Print each of the entries exactly, leaving nothing out.
++++ STORED RECORDS ++++
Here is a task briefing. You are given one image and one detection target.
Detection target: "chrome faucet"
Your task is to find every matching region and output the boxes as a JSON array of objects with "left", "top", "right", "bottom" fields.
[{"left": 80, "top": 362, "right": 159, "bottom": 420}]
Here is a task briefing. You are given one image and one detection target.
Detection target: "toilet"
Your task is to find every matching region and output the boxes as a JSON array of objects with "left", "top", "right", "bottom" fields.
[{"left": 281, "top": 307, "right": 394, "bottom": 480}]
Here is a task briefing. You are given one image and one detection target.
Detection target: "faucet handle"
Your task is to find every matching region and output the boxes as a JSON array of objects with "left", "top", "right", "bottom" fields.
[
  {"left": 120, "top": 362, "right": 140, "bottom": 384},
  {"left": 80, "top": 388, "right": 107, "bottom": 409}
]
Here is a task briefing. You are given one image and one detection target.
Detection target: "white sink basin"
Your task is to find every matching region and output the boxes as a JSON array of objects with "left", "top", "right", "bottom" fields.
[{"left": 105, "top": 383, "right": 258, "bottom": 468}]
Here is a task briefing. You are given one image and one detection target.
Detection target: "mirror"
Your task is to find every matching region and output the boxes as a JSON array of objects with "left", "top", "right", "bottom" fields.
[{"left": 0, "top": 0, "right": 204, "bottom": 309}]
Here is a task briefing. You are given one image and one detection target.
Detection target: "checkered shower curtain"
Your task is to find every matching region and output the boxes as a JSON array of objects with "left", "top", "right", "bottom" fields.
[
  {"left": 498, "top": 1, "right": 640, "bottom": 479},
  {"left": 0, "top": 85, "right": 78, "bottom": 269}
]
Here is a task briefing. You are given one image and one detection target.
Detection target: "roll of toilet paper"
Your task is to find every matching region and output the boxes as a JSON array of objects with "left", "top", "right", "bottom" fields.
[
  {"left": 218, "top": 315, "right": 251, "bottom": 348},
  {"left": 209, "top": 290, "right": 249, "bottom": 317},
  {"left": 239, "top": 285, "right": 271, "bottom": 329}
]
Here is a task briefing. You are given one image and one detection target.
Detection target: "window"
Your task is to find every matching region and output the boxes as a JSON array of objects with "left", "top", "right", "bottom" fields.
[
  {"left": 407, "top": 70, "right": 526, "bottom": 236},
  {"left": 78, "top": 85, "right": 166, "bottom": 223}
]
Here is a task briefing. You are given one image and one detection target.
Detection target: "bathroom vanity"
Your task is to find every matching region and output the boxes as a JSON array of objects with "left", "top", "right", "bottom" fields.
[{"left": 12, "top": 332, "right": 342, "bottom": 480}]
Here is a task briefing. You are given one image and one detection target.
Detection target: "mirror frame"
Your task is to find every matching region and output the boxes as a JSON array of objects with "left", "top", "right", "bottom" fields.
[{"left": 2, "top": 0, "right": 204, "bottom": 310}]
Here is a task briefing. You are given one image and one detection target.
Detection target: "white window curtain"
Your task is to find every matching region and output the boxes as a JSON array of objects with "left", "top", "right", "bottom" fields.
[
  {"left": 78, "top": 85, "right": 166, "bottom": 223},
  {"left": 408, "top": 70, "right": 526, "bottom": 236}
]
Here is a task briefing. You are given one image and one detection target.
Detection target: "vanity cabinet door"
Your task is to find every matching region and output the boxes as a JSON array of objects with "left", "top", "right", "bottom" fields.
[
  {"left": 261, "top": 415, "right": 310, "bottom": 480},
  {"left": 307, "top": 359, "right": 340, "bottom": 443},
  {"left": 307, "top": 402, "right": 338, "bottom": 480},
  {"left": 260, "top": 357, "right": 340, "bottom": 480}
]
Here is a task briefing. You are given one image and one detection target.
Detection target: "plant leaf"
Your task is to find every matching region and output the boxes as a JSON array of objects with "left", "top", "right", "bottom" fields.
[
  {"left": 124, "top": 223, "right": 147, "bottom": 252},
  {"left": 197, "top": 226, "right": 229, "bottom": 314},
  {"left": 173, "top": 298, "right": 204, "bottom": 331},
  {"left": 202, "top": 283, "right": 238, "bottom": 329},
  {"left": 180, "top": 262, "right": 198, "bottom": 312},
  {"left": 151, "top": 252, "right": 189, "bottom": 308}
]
++++
EXERCISE RESULT
Here is a task briefing. You are given one image and one detection target.
Detection target: "chrome faucet"
Your task is to find every matching region and output the boxes as a JSON array of objects with "left", "top", "right", "bottom" fields.
[{"left": 80, "top": 362, "right": 159, "bottom": 420}]
Here is a task briefing. You are given one image and one detection target.
Detection target: "toilet"
Your task is to find every matching region and output the boxes as a JSON array of objects with "left", "top", "right", "bottom" fields.
[{"left": 281, "top": 307, "right": 394, "bottom": 480}]
Here is a task briefing. You are given one image and one detection target.
Detection target: "faucet handle"
Your task is to find every matching region and output the boxes as a JSON array of objects with "left", "top", "right", "bottom" fields.
[
  {"left": 120, "top": 362, "right": 140, "bottom": 384},
  {"left": 80, "top": 388, "right": 107, "bottom": 409}
]
Here is a task briefing. You are given one image and one detection target.
Detection target: "white sink basin"
Your task is to find every matching region and output the boxes as a JSON array of objects with "left", "top", "right", "bottom" fields.
[{"left": 105, "top": 383, "right": 258, "bottom": 468}]
Here is a task briefing. You are given one image and one detection target.
Detection target: "mirror"
Your task is to find every matching region and output the boxes as a JSON array of objects with "left", "top", "right", "bottom" fields.
[{"left": 0, "top": 0, "right": 204, "bottom": 309}]
Here is a task briefing. You are given one image and one detection target.
Detection target: "checkered shower curtain"
Your task is to find every matching region and output the boxes as a JSON array of objects with "left", "top", "right", "bottom" fields.
[
  {"left": 498, "top": 1, "right": 640, "bottom": 479},
  {"left": 0, "top": 85, "right": 78, "bottom": 269}
]
Here is a task briefing. You are given one image and one detection target.
Detection target: "roll of toilet paper"
Your task is to find every matching region and output the boxes as a JSON array of objects with "left", "top", "right", "bottom" fields.
[
  {"left": 218, "top": 315, "right": 251, "bottom": 348},
  {"left": 209, "top": 290, "right": 249, "bottom": 317},
  {"left": 239, "top": 285, "right": 271, "bottom": 329}
]
Here is a task briefing. You are given one image and one detection target.
Detection target: "window"
Your task is to find every matching region and output the boxes as a JSON array of objects with "left", "top", "right", "bottom" fields.
[
  {"left": 407, "top": 70, "right": 526, "bottom": 236},
  {"left": 78, "top": 85, "right": 166, "bottom": 223}
]
Here is a task briefing. You are given one image and one detection target.
Detection target: "bathroom vanity"
Your task is to find every matching region and output the boxes as a JSON array of objects with "left", "top", "right", "bottom" fields.
[{"left": 12, "top": 332, "right": 342, "bottom": 480}]
Here is a task briefing. You are given one image and one detection target.
Detection target: "mirror frame"
Your task is to find every matching region and output the boxes as a JSON array of objects with "left", "top", "right", "bottom" fields.
[{"left": 2, "top": 0, "right": 204, "bottom": 310}]
Here is a task briefing. You are given one image and one detection target.
Detection target: "white window curtain"
Your task is to find every matching region and output the boxes as a JSON array of objects with "left", "top", "right", "bottom" fields.
[
  {"left": 78, "top": 85, "right": 166, "bottom": 223},
  {"left": 408, "top": 70, "right": 526, "bottom": 236}
]
Here is a task briefing. You are given one image and one detection target.
Detection target: "vanity cabinet door"
Your task is to find every matching region and output the boxes as a JSON array of objects with "left", "top", "right", "bottom" fields.
[
  {"left": 261, "top": 415, "right": 310, "bottom": 480},
  {"left": 307, "top": 359, "right": 340, "bottom": 443},
  {"left": 307, "top": 402, "right": 338, "bottom": 480},
  {"left": 260, "top": 357, "right": 340, "bottom": 480}
]
Here is a task briefing. You are given one image and one detection target.
Detection target: "plant leaf"
Your task is to find every matching region and output the boxes as a JSON array of objects with "left", "top", "right", "bottom" fields.
[
  {"left": 124, "top": 223, "right": 147, "bottom": 252},
  {"left": 197, "top": 226, "right": 229, "bottom": 314},
  {"left": 173, "top": 298, "right": 204, "bottom": 331},
  {"left": 202, "top": 283, "right": 238, "bottom": 329},
  {"left": 180, "top": 262, "right": 198, "bottom": 312},
  {"left": 151, "top": 252, "right": 189, "bottom": 308}
]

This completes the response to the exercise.